• [Information given]:

════════════════════

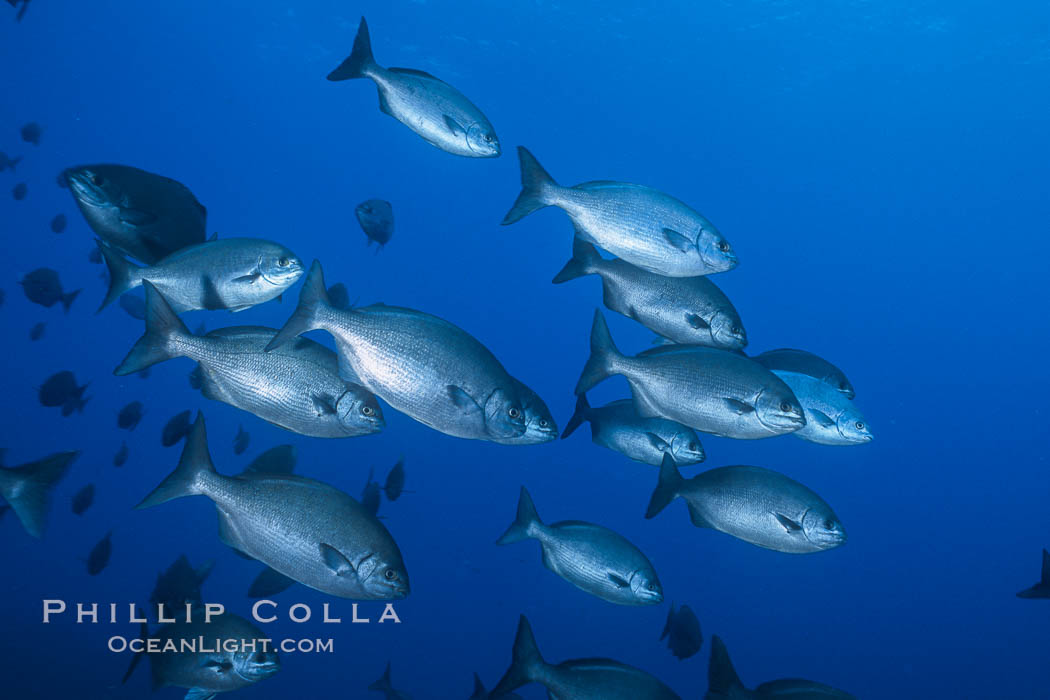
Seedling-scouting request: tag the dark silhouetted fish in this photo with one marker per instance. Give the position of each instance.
(723, 683)
(1041, 590)
(683, 632)
(175, 429)
(99, 558)
(26, 488)
(147, 216)
(376, 217)
(129, 416)
(61, 389)
(42, 287)
(240, 440)
(83, 500)
(432, 108)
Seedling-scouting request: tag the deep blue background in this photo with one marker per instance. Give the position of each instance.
(880, 167)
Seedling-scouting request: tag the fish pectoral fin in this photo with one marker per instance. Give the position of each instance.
(788, 524)
(738, 407)
(697, 322)
(334, 559)
(455, 126)
(678, 240)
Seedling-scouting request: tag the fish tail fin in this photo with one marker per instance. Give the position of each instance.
(123, 274)
(27, 488)
(526, 662)
(722, 681)
(579, 418)
(667, 488)
(163, 326)
(194, 464)
(313, 302)
(360, 58)
(524, 523)
(583, 261)
(68, 298)
(601, 364)
(537, 187)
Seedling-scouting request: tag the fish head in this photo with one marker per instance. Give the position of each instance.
(358, 409)
(822, 528)
(728, 331)
(279, 266)
(256, 665)
(646, 587)
(504, 416)
(715, 251)
(482, 140)
(779, 409)
(686, 448)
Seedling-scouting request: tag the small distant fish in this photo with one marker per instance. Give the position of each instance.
(376, 217)
(122, 455)
(683, 632)
(83, 500)
(725, 683)
(432, 108)
(386, 687)
(61, 389)
(638, 225)
(147, 216)
(26, 488)
(175, 429)
(180, 584)
(43, 287)
(1042, 589)
(32, 132)
(240, 440)
(593, 558)
(99, 558)
(129, 416)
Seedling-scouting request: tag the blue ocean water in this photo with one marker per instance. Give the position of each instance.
(880, 167)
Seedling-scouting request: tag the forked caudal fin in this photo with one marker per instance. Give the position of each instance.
(537, 187)
(360, 58)
(163, 325)
(194, 464)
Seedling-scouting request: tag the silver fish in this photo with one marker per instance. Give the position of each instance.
(646, 440)
(593, 558)
(232, 273)
(576, 679)
(306, 530)
(297, 387)
(683, 310)
(211, 667)
(638, 225)
(147, 216)
(432, 108)
(725, 683)
(708, 389)
(753, 504)
(831, 418)
(806, 363)
(420, 364)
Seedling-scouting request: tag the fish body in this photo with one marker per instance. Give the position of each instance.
(422, 365)
(303, 529)
(753, 504)
(681, 310)
(434, 109)
(146, 215)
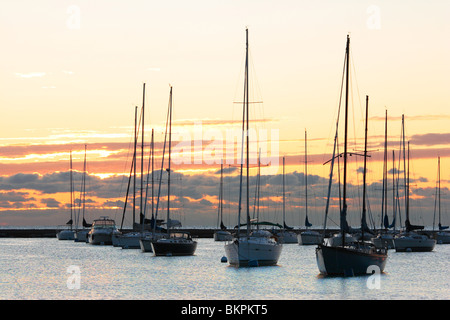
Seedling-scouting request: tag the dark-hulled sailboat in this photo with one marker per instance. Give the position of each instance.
(174, 243)
(354, 259)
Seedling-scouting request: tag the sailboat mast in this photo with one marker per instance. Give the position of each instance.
(407, 190)
(384, 194)
(394, 200)
(306, 178)
(153, 180)
(284, 201)
(134, 166)
(168, 170)
(439, 190)
(142, 153)
(84, 182)
(220, 197)
(404, 169)
(344, 206)
(363, 219)
(71, 192)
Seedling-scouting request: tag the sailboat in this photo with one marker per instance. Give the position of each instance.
(255, 248)
(68, 234)
(173, 243)
(410, 241)
(349, 259)
(81, 235)
(442, 237)
(385, 238)
(222, 234)
(285, 234)
(131, 240)
(308, 237)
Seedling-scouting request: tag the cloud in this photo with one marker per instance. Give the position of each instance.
(50, 202)
(431, 139)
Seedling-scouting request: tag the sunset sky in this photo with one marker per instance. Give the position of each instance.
(72, 74)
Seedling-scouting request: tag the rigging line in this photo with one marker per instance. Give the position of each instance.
(162, 169)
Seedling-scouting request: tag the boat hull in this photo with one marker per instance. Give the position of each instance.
(173, 248)
(343, 261)
(100, 238)
(336, 240)
(244, 252)
(414, 245)
(81, 236)
(309, 238)
(66, 235)
(287, 237)
(443, 238)
(383, 242)
(222, 235)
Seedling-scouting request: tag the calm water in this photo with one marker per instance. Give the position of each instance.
(40, 269)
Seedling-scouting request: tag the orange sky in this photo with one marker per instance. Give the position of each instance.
(72, 76)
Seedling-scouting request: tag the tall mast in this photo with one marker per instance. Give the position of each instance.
(439, 191)
(134, 167)
(153, 186)
(407, 191)
(384, 194)
(142, 153)
(246, 98)
(221, 195)
(306, 178)
(84, 181)
(344, 205)
(363, 219)
(168, 170)
(404, 170)
(284, 200)
(394, 200)
(71, 192)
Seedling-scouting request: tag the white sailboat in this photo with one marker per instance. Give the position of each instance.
(68, 234)
(255, 248)
(350, 259)
(102, 231)
(442, 237)
(222, 234)
(308, 237)
(410, 241)
(285, 234)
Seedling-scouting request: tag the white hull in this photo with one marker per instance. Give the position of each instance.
(383, 241)
(100, 238)
(309, 238)
(66, 235)
(287, 237)
(223, 235)
(413, 242)
(81, 236)
(145, 243)
(443, 237)
(253, 251)
(129, 240)
(336, 240)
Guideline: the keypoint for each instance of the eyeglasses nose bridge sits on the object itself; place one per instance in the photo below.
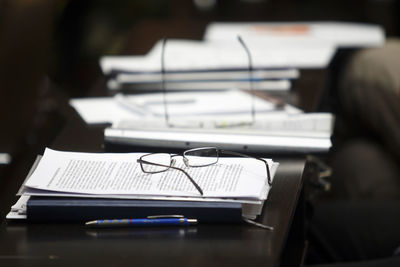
(172, 162)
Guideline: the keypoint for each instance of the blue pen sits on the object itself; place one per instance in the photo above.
(149, 221)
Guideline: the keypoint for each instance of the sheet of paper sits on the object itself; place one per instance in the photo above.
(225, 104)
(339, 34)
(116, 173)
(190, 55)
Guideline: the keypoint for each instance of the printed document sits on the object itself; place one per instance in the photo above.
(120, 174)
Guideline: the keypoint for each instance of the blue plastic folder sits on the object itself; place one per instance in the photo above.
(56, 209)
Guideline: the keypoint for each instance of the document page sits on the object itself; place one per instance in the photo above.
(121, 174)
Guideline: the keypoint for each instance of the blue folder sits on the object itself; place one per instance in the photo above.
(56, 209)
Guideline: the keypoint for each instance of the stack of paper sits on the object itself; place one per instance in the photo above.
(232, 185)
(201, 65)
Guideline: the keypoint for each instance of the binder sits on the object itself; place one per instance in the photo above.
(56, 209)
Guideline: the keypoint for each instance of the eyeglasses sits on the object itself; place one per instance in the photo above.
(250, 69)
(198, 157)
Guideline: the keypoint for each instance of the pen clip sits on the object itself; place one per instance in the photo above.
(164, 216)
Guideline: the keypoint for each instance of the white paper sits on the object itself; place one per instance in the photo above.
(184, 55)
(115, 173)
(203, 105)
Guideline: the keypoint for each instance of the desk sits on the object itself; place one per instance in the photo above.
(203, 245)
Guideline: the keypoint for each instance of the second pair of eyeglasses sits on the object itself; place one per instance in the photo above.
(197, 157)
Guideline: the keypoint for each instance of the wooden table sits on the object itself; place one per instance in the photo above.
(24, 244)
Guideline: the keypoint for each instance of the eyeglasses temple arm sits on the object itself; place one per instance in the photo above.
(221, 151)
(176, 168)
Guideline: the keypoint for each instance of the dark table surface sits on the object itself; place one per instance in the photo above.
(23, 244)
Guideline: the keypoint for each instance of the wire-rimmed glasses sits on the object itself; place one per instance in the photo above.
(198, 157)
(251, 85)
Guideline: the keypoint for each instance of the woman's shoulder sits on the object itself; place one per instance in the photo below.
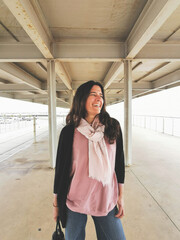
(68, 128)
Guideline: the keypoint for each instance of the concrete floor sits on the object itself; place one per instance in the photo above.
(152, 191)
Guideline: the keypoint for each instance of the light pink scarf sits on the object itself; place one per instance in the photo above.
(99, 165)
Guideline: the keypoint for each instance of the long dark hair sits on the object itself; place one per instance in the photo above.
(78, 111)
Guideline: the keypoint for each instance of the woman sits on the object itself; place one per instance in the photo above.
(89, 173)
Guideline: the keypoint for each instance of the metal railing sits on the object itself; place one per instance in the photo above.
(162, 124)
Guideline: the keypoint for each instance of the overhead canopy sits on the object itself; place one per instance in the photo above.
(89, 39)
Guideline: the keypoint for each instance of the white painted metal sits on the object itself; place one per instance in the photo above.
(34, 128)
(16, 72)
(113, 72)
(20, 87)
(27, 17)
(153, 16)
(88, 50)
(52, 111)
(18, 52)
(163, 52)
(128, 111)
(167, 80)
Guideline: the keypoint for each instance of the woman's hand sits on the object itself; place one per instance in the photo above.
(55, 213)
(55, 208)
(120, 204)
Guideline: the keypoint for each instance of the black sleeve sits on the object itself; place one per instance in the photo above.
(119, 162)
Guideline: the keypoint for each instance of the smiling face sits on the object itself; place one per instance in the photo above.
(94, 103)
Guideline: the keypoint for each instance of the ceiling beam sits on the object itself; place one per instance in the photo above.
(16, 72)
(135, 86)
(98, 50)
(18, 52)
(161, 51)
(20, 87)
(113, 72)
(153, 16)
(169, 79)
(28, 52)
(25, 14)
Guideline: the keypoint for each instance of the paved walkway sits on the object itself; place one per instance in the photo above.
(152, 191)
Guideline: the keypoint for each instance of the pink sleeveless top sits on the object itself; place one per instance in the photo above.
(87, 195)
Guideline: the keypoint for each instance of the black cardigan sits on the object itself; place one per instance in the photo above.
(63, 168)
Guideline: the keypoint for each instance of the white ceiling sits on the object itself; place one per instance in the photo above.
(89, 39)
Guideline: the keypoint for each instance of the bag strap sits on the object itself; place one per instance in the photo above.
(58, 228)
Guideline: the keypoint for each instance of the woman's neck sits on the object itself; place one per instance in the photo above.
(90, 119)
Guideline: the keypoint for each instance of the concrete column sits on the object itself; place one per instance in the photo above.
(128, 111)
(51, 80)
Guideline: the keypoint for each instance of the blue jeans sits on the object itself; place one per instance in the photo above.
(107, 227)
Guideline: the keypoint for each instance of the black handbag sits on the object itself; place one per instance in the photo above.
(58, 234)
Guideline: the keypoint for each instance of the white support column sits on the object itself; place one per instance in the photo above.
(51, 78)
(128, 111)
(34, 128)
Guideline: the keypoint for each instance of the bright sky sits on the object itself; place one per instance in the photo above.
(164, 103)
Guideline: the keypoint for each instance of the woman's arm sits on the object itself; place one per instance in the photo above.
(55, 207)
(120, 201)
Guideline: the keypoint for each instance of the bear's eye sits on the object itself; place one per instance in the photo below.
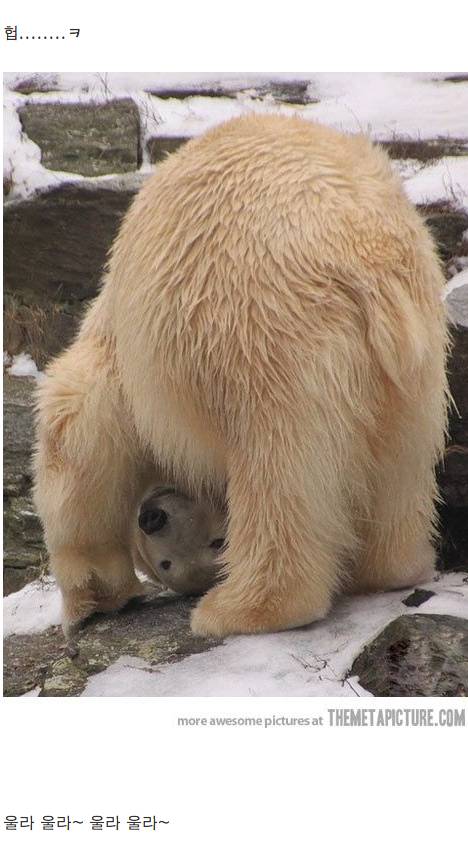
(152, 520)
(217, 543)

════════════════════

Exact text is required for the lines from the one with "Guideline: the keypoint for each instance of the bear's" through the last line of the entries, both included. Omit pictures.

Guideline: the keypoint for each instance of the bear's eye sits on the object itself; place one per instance in the photo below.
(152, 520)
(217, 543)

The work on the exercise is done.